◆ **What this task involves**:
Put the records from the line containing "on the wicker" through the line containing "Query: wicker basket", both included, into a numbered list, leaving out blank lines and the pictures.

─── Information shown

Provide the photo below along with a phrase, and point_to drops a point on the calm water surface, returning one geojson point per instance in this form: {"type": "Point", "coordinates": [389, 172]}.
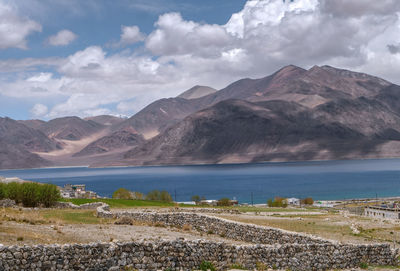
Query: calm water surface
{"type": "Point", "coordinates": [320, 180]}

──────
─── Information shown

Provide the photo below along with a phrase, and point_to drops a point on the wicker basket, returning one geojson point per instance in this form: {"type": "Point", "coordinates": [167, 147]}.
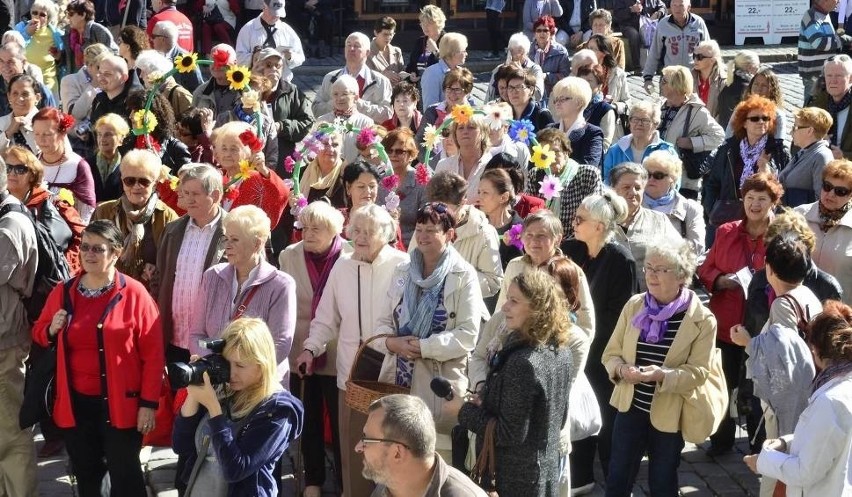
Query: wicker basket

──────
─── Information shown

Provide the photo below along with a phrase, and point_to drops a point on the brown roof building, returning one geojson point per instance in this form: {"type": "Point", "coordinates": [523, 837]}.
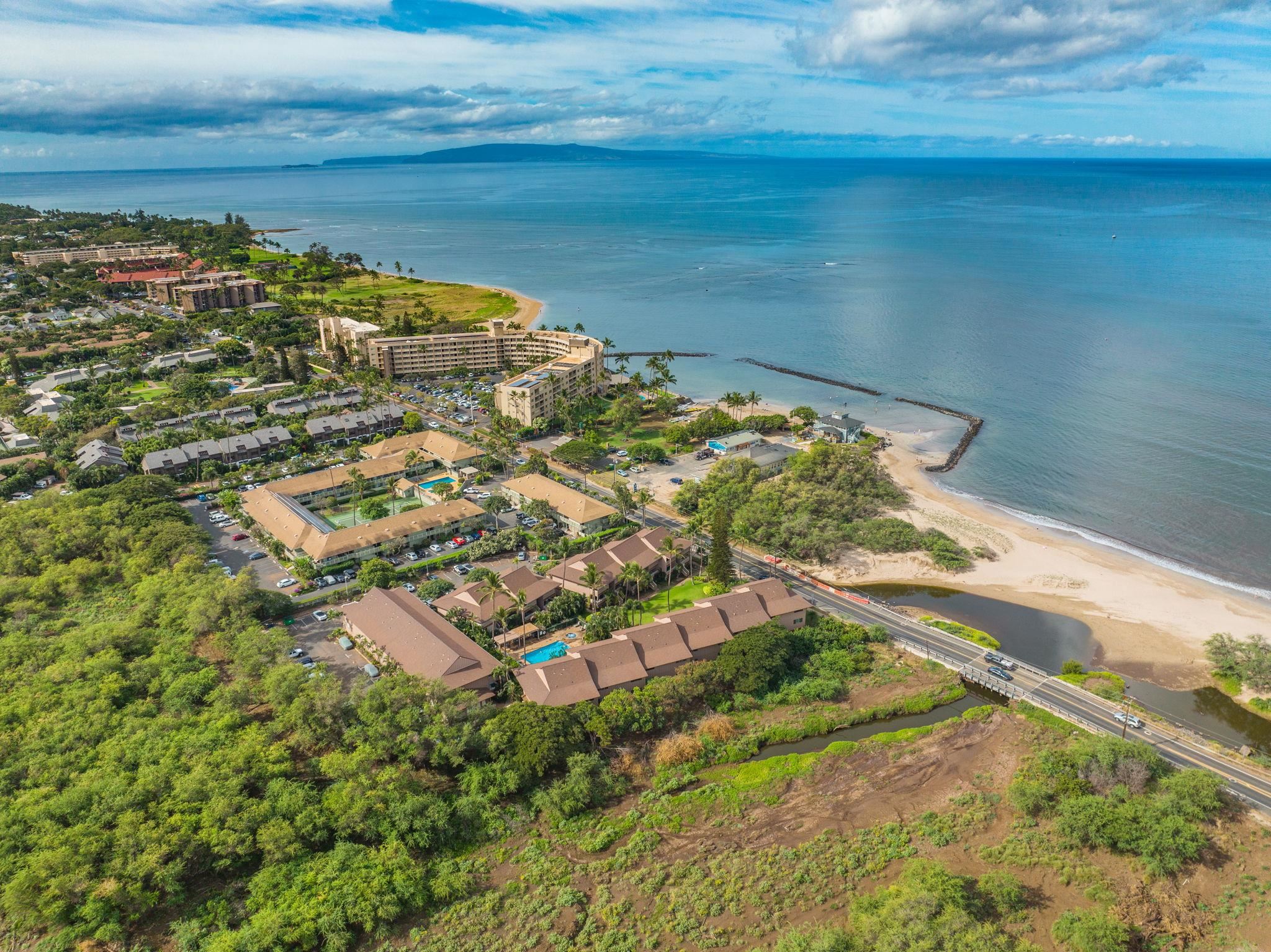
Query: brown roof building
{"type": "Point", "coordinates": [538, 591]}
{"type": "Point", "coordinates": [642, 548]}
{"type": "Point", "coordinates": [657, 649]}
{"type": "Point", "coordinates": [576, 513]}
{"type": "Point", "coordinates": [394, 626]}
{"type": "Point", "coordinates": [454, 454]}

──────

◆ **Solution to the exercise**:
1. Provide the photo below along with a phrase, and point_to drops a point on the wicker basket, returning one geojson point per instance in this form: {"type": "Point", "coordinates": [167, 147]}.
2. Query: wicker basket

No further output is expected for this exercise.